= EXTRAIT CHOISI =
++++

Certes, il y a l’influence de Gauguin, quand on le connaît, ce qui n’est pas le cas de Benois, mais surtout une attirance pour les vieilles légendes celtiques et les traditions venues du fond des temps. Elles sont l’objet d’illustrations faites par des auteurs russes qui ont séjourné en France et en particulier en Bretagne. Lanceray illustre ainsi une Légende des vieux châteaux bretons. Alexandre Blok, le poète, conçoit son œuvre La Rose et la Croix, à partir d’un séjour qu’il fait en Bretagne dans l’été 1911.

« L’ouragan gémit
Et chante l’océan
La neige tourbillonne
Le siècle passe en un instant
Le rêve nous porte aux heureux rivages ».

Il serait long de faire la liste des peintres russes venus en Bretagne. Une exposition leur a été consacrée en 2006 au Musée breton de Quimper. Une partie de ces peintres, nés en Russie et passés par la Bretagne, sont restés en France et ont aussi peint d’autres régions, comme le Midi. On peut citer en particulier : Zinaïda Serebriakova, la sœur de Lanceray qui laissera de nombreuses vues, des portraits et des scènes de genre ; son fils Alexandre Serebriakoff qui a beaucoup peint Concarneau, Marie Vassiliev pour son Académie libre crée dans son atelier de l’avenue du Maine à Paris, Ivan Peské, Alexandre Vassilev, Ossip Braz (Paysage de montagne en Bretagne, Paysage avec arbre sont au Musée Russe de Saint-Pétersbourg) et tant d’autres.

++++

= JEU DE DONNÉES =
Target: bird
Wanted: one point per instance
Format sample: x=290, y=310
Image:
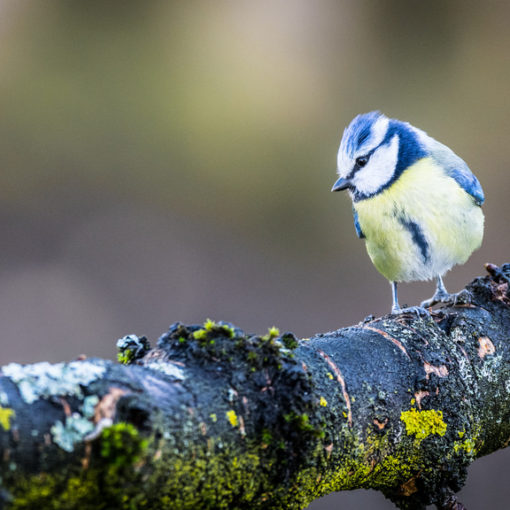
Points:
x=415, y=202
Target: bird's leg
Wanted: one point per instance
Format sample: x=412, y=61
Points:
x=395, y=307
x=443, y=296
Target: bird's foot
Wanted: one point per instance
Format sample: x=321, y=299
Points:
x=418, y=311
x=463, y=297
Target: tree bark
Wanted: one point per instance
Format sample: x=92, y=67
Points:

++++

= QUESTIONS =
1. D'après l'extrait sur les peintres russes en Bretagne, en quelle année et dans quel musée une exposition leur a-t-elle été consacrée ?
2. Transcrivez fidèlement l'extrait sur les peintres russes en Bretagne, de « Certes, il y » jusqu'à « dans l’été 1911. » inclus.

= SOLUTIONS PAR QUESTION =
1. En 2006, au Musée breton de Quimper.

2.
Certes, il y a l’influence de Gauguin, quand on le connaît, ce qui n’est pas le cas de Benois, mais surtout une attirance pour les vieilles légendes celtiques et les traditions venues du fond des temps. Elles sont l’objet d’illustrations faites par des auteurs russes qui ont séjourné en France et en particulier en Bretagne. Lanceray illustre ainsi une Légende des vieux châteaux bretons. Alexandre Blok, le poète, conçoit son œuvre La Rose et la Croix, à partir d’un séjour qu’il fait en Bretagne dans l’été 1911.